____ TEXTE FOURNI
Quelle merveilleuse histoire, tellement touchante.
tu as bien raison d'admirer ta mère, c'est une femme exceptionnelle. Depuis que je la connais, elle m'a toujours impressionnée. C'est vrai qu'elle est avant gardiste. Et là tu vas me reconnaître, je me rappelle combien je l'enviais de partir dans leur maison sur roues avec ton père, et de voir la complicité qu'ils partageaient à travers tous ces voyages. La leçon que je tire d'avoir cotoyé ta mère, c'est qu'elle a su faire son devoir, s'occuper de sa famille (ta grand mère, vous autres, ses frères et soeurs), mais en même temps, elle a travaillé, elle a aussi su préservé son couple et elle a profiter de beaux moments de la vie. Et elle le fait encore.
Je l'adore et tu peux lui transmettre le message!!!
Et à quelque part, tu lui ressembles, tu es un beau mélange de tes 2 parents.
Moi, ma mère a été un modèle parfait et quand je dis parfait de mère à la maison, jusqu'à ce que la petite dernière aille à l'école. Là, elle est allée travailler avec bonheur pour elle, le monde lui ouvrait les bras. Mais moi, j'étais déjà partie de la maison à ce moment là. Et j'avoue qu'avoir toujours eu ma mère à la maison a été un beau cadeau. Mais inversement, pour balancer, mon père n'y était jamais. Il devait travailler fort pour les 7 enfants que nous étions.
Qu'est ce qui est bon ou pas pour les enfants, je ne sais pas. Je ne crois pas que j'aurai pu être une mère à la maison, ma carrière a pris une place importante dans ma vie et en plus, étant monoparentale, le choix ne s'est jamais vraiment imposé. Que fera la prochaine génération... en tout cas, ils profiteront de la vie plus que nous...

Anonyme a dit…

Un texte hommage magnifique...
Cruelle, mesquine et sordide cette gardienne...
Quand on sait à quel point les enfants sont de véritables éponges pour absorber et ressentir tout celà.
Mais tout ce qui ne détruit pas rend plus fort ; c'est sourtout vrai pour les personnalités qui savent s'interroger, faire le point, distinguer le bon du mauvais, se forger ainsi.
Mon petit fils de 3,5 ans parfois tout à coup et sans raison se met en mode "non négociable".
On s'interroge : que c'est-il passé dans la journée à la maternelle ou à la garderie, est-il trop gâté ? (parce qu'il l'est) etc... Il a une forte personnalité, une mémoire d'éléphant, et beaucoup d'humour. Il me fait craquer, je ne le gronde jamais sans explication et lui dis toujours que je l'aime... parce que je suis son papy et que je serai toujours là. Je veux établir avec lui une relation de confiance totale, ne jamais le décevoir, et qu'il comprenne que tout ce qu'il me confie restera toujours un secret entre nous.
________
____ INFORMATIONS FOURNIES
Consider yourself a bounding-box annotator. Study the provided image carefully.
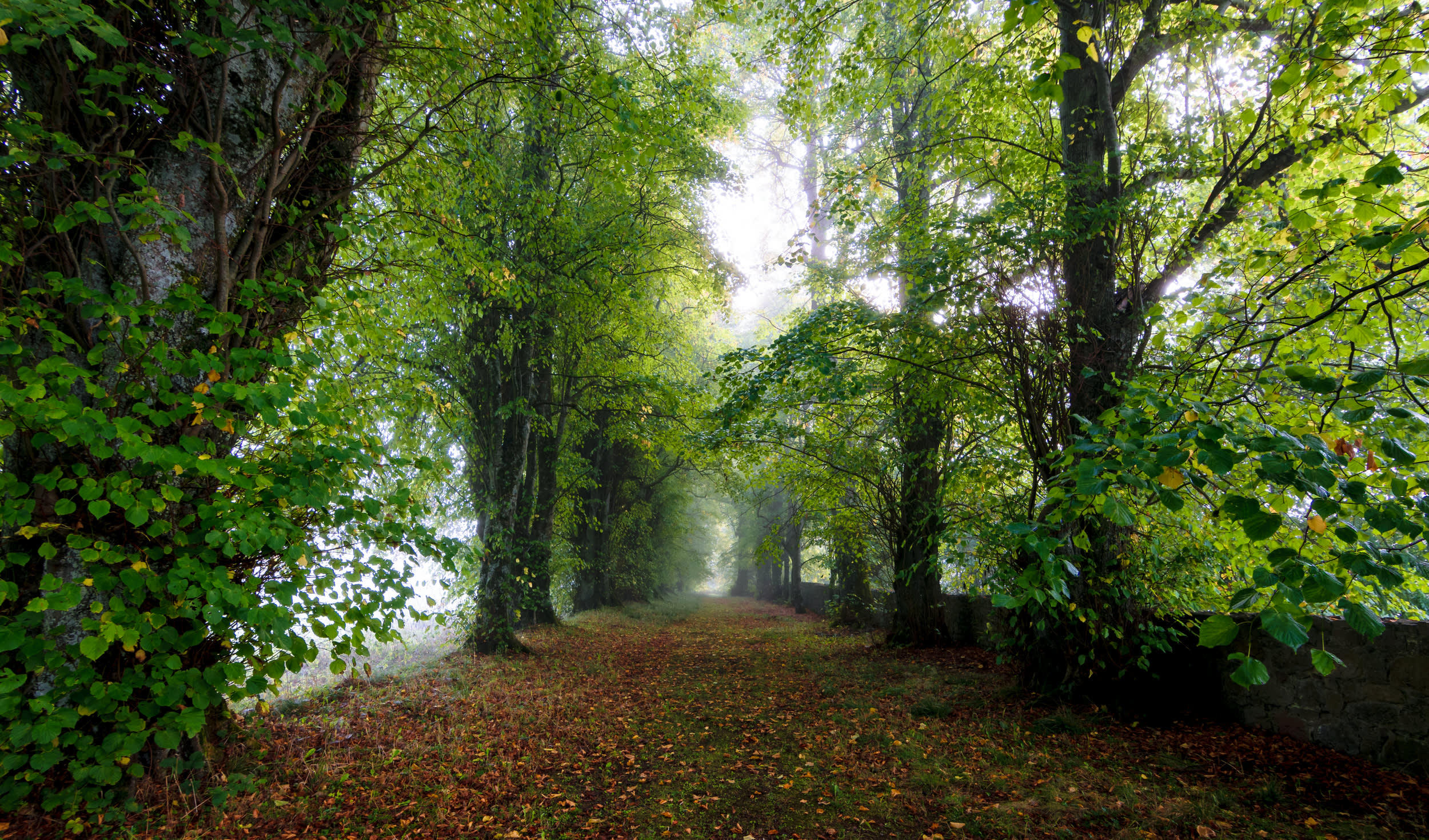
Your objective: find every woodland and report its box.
________
§ **DÉTAILS DE L'EXERCICE**
Dans le texte fourni, relevez toutes les choses que la mère a réussi à faire selon la leçon tirée du fait de l'avoir côtoyée. Appuyez-vous uniquement sur le texte fourni.

§ **RÉPONSE RÉDIGÉE**
- Faire son devoir
- S'occuper de sa famille (la grand-mère, les enfants, ses frères et sœurs)
- Travailler
- Préserver son couple
- Profiter de beaux moments de la vie